# [Position identification records]

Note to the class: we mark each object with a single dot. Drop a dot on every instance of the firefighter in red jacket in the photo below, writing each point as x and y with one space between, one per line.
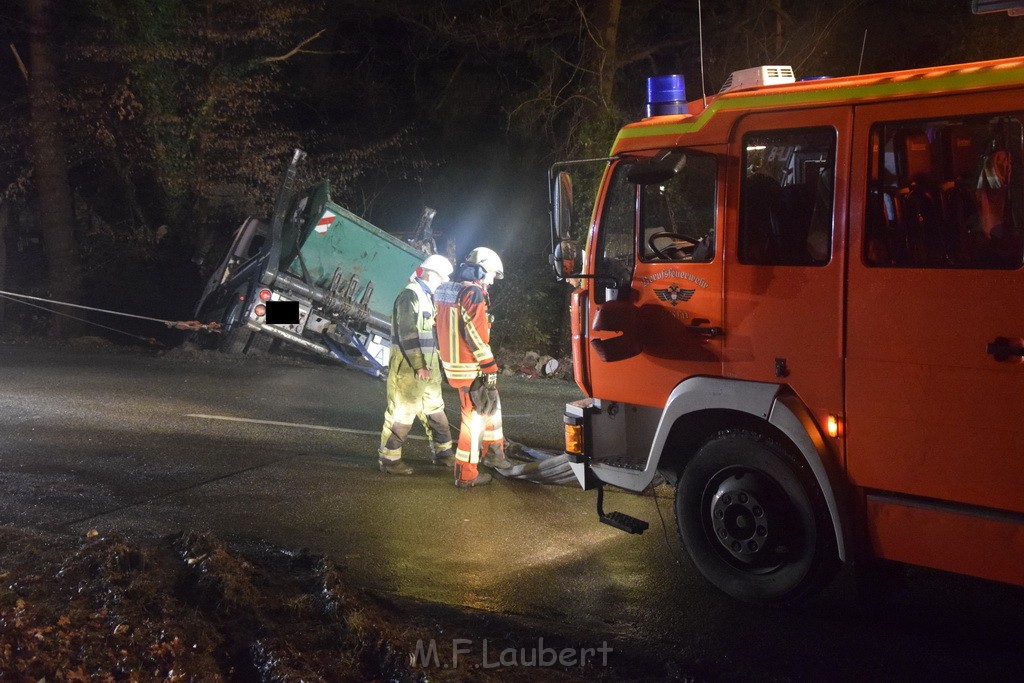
464 345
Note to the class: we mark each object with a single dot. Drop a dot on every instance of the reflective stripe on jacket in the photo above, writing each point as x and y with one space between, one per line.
413 325
464 332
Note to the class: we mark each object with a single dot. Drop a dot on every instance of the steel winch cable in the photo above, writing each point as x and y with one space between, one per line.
176 325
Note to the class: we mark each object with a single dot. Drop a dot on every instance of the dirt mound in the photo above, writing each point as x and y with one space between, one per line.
189 607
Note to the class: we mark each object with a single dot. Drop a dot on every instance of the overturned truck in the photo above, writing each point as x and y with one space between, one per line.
313 275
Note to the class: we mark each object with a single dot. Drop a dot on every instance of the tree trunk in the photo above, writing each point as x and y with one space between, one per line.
4 217
56 220
605 23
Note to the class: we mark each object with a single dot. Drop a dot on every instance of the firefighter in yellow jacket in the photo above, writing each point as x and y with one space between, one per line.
414 381
464 345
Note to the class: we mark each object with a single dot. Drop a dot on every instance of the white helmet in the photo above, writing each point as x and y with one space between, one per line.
438 264
486 259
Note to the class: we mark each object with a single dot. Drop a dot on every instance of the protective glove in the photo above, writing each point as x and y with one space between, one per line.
483 393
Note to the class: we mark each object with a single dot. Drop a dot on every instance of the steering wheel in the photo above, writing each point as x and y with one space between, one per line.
675 250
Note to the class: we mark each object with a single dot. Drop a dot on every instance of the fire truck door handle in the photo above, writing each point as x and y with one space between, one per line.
1003 349
696 327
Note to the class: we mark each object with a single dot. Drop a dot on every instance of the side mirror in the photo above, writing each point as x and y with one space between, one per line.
562 205
565 258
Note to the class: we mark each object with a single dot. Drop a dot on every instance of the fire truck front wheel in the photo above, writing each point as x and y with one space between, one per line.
754 521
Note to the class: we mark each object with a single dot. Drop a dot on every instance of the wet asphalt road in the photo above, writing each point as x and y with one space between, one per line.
141 444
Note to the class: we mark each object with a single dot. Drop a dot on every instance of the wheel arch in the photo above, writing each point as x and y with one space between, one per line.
701 407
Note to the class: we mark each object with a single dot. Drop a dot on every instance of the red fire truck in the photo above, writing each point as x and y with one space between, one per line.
802 303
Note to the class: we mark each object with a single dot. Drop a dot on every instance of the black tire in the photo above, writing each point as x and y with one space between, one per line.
754 520
236 335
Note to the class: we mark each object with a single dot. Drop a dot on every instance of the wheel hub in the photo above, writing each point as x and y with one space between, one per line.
739 518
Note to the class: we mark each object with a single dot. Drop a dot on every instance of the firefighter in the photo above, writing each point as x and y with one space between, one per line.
464 345
414 381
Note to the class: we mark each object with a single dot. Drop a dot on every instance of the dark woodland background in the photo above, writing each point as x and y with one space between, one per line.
137 134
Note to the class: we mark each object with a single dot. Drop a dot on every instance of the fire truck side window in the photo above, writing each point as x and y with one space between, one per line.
785 200
677 217
615 242
946 194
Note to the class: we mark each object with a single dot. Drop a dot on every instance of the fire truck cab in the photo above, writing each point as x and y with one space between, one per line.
802 303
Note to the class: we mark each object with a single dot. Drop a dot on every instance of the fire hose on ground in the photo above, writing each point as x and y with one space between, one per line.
534 465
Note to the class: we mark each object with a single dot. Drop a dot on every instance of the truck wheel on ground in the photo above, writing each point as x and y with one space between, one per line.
754 521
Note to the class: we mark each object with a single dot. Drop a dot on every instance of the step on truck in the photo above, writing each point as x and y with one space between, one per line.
802 303
314 275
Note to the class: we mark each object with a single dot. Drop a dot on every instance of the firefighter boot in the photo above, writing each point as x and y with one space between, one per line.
395 466
444 458
496 458
467 476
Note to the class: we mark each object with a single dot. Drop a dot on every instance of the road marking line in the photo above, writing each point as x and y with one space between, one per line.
293 424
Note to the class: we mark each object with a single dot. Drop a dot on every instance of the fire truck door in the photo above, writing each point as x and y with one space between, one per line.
655 307
936 308
783 284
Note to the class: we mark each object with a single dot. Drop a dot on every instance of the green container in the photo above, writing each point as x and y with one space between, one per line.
331 237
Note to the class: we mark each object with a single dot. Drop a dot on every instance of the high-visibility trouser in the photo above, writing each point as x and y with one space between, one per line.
477 435
409 398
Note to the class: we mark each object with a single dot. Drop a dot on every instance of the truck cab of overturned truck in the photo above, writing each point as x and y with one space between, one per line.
802 303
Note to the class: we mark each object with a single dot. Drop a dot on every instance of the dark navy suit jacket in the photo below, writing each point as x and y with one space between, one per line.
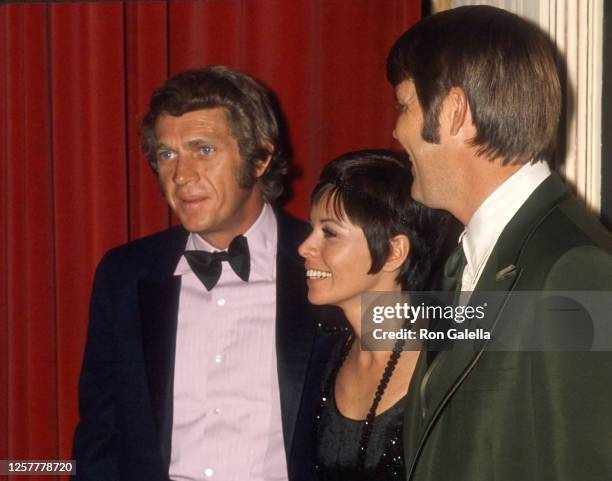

# [Problem requirements]
Which lines above contain the string "side"? Pull out each of those lines and copy it in full.

# [Full answer]
Note to the class: we mark each object with a single dot. Drop a dot on every instance of the side mirror in the photo above, writing each point as x and y with one space between, one per line.
Note to the class: we mark each object with a single dot. Drop a dot on every instance of the fire truck side window in the photo above, writing each point as x and y with one space between, one per line.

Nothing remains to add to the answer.